** start INFORMATION PROVIDED **
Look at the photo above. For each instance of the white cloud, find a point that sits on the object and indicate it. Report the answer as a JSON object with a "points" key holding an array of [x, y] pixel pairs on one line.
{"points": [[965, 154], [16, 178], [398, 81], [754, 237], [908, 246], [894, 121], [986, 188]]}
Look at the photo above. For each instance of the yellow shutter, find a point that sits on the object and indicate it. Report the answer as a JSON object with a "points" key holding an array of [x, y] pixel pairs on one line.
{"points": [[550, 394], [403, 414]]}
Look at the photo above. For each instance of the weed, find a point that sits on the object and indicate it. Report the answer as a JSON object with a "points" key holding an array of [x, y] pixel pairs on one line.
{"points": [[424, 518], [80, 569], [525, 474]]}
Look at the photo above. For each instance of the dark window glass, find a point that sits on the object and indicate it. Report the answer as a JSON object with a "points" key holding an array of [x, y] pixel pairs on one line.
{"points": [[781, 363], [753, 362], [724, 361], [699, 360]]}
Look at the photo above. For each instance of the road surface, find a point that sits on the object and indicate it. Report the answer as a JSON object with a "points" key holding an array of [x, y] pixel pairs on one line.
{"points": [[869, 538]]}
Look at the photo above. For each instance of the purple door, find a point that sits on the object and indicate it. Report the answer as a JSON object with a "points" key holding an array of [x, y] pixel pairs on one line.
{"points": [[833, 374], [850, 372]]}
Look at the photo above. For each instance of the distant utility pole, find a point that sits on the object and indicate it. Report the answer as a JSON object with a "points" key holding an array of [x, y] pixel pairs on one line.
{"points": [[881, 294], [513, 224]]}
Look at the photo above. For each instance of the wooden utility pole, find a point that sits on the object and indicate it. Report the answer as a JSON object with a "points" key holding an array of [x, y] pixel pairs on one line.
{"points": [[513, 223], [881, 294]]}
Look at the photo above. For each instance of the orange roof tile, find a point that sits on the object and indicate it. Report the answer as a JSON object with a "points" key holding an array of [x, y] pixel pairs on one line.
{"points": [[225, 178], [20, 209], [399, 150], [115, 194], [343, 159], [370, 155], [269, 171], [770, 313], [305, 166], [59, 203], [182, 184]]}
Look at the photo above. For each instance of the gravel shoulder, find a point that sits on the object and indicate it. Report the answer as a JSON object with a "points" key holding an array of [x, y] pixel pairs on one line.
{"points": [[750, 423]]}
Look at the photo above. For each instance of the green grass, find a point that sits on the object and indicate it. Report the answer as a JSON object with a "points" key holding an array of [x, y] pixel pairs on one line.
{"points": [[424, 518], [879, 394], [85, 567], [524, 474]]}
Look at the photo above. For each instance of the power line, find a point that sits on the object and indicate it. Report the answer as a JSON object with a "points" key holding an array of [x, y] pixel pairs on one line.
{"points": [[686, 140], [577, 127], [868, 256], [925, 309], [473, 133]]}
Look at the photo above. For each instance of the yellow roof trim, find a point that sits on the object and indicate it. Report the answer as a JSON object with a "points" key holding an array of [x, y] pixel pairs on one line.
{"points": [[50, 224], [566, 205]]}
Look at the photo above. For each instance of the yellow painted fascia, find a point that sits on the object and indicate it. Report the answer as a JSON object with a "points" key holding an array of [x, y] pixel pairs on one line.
** end INFORMATION PROVIDED **
**WORK TO DO**
Can you give every line from the one containing "Look at the photo above. For each instance of the power" through the end of the items as a JSON list of strings, one string per line, with blank lines left out?

**FINISHED ANSWER**
[
  "Look at the photo above. For each instance of the power line, find a point that sits on the object and indicate it. Report the answer as a JSON object with a \"points\" key holding an array of [x, y] pixel pairs on one line.",
  "{\"points\": [[686, 140], [577, 127], [868, 256], [925, 309], [473, 133]]}",
  "Look at the photo above. For each instance of the yellow roof trim, find a point that sits on the object and indicate it. Report the answer as a JSON object with a \"points\" key holding an array of [x, y] pixel pairs on one line.",
  "{\"points\": [[50, 224], [566, 205]]}",
  "Look at the photo above. For each instance of the yellow painted fascia, find a point that sits on the object and indicate it. Report the answer as a JSON object with a \"points\" key holding an array of [x, y] pixel pairs on one line."
]